## Listed entries
....................
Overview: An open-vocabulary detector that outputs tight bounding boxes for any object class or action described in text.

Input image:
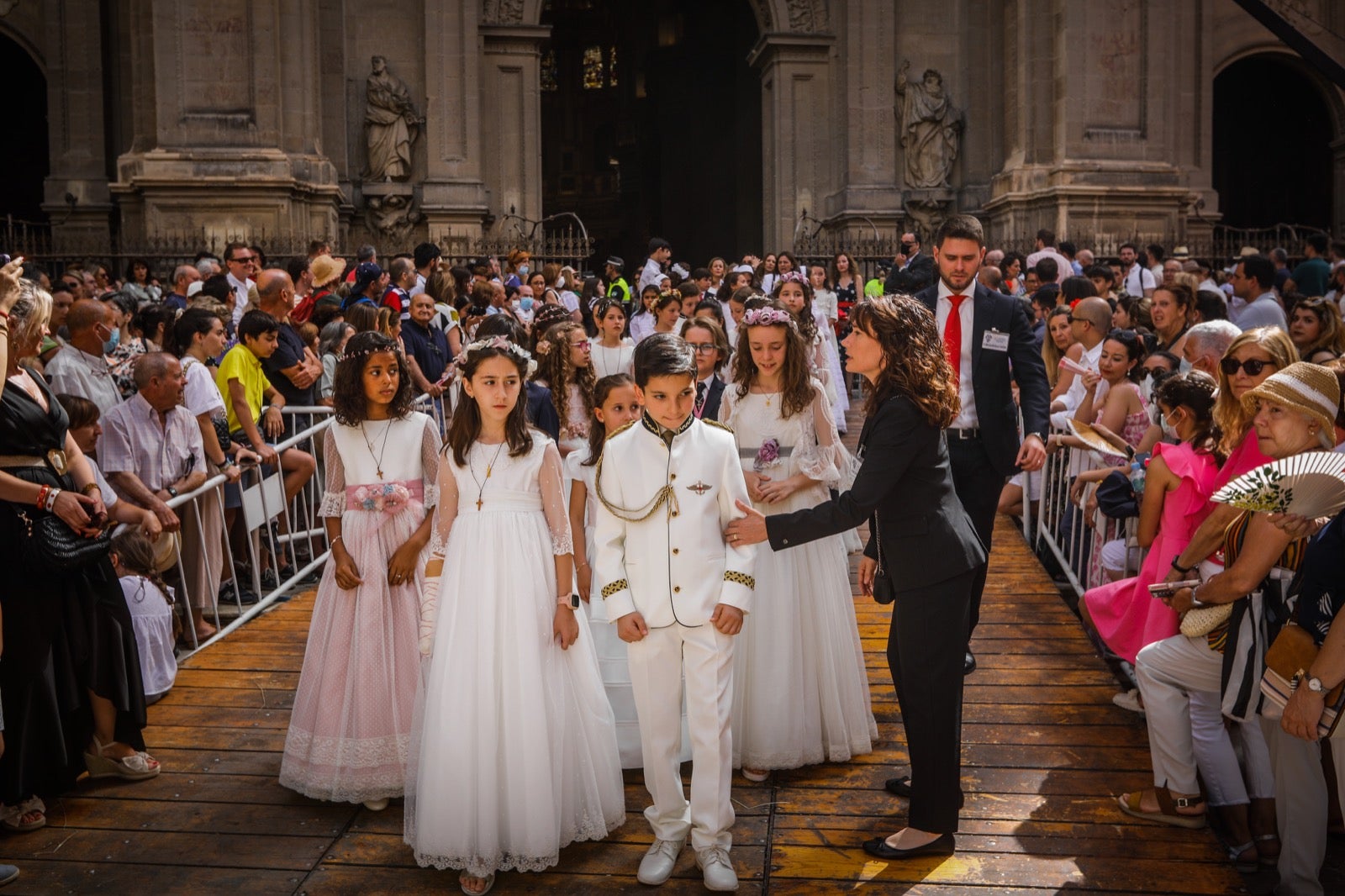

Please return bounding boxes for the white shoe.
[635,837,686,887]
[695,846,738,893]
[1111,688,1145,716]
....................
## Written problem
Rewrite the data above with "white shoe" switched to "black boot" and everything else left unchanged. Leave out the pictures.

## Expected answer
Overview: An open-vocabulary detector that outputs tight bounding boxes for any object class or action described in text.

Input image:

Please return bounding boxes for the black boot.
[635,837,686,887]
[695,846,738,893]
[1111,688,1145,716]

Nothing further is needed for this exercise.